Stored data:
────────────────────────────────────────

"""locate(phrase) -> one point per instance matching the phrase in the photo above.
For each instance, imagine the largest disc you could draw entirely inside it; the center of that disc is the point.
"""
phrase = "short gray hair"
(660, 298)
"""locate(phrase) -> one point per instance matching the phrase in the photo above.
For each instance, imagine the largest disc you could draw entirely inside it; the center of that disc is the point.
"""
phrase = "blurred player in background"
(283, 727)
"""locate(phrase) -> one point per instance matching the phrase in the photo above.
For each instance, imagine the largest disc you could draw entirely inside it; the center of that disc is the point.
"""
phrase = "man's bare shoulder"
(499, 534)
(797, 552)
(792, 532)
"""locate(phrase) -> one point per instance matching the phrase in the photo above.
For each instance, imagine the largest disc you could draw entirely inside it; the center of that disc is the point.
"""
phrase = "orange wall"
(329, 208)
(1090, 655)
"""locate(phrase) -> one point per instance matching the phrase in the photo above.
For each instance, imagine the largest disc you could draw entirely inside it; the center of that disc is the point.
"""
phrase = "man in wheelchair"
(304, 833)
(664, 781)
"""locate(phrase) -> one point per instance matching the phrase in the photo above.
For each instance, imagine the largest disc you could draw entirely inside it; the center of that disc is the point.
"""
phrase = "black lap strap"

────────────────────────────────────────

■ **Exercise aim**:
Copy the entries exactly as they appear.

■ **Output of the task**:
"""locate(phrase) -> one point per instance matching the phrase in the photo above.
For each instance, imagine the largest disc you could draw entirely inside it; the center of that disc is the point.
"""
phrase = "short gray hair"
(660, 298)
"""locate(phrase) -> one point per instance matching the phrase in the photo above.
For each instance, imagine the largest disc you could draw entirely inside it; the center of that disc is the point.
"""
phrase = "blurred player in background"
(283, 727)
"""locate(phrase) -> one point per instance matching the phrase in the photo above.
For each instance, imagine the largest disc you could draw entirely inside it; the center of that disc is the point.
"""
phrase = "man's bare shoulder"
(499, 534)
(797, 552)
(792, 532)
"""locate(phrase) -> one point per instance matching the phrase in the photo above.
For each instance, imagine the largest disc you could draw entirely inside it; the center of that disc is the point.
"""
phrase = "orange wall"
(329, 208)
(1090, 655)
"""locate(phrase) -> one point per instance matching the phrase in the photo above.
For each instance, imagine the largest disc you could draw entirely inside it; the center of that disc is the point.
"""
phrase = "man in wheelchair"
(304, 833)
(664, 781)
"""locate(phrase) -> one point per instance matching the phrase in the photo above.
For each instance, imagine the largest disc you could draw entirely inside it; the center of that disc is the point.
"""
phrase = "black lap strap"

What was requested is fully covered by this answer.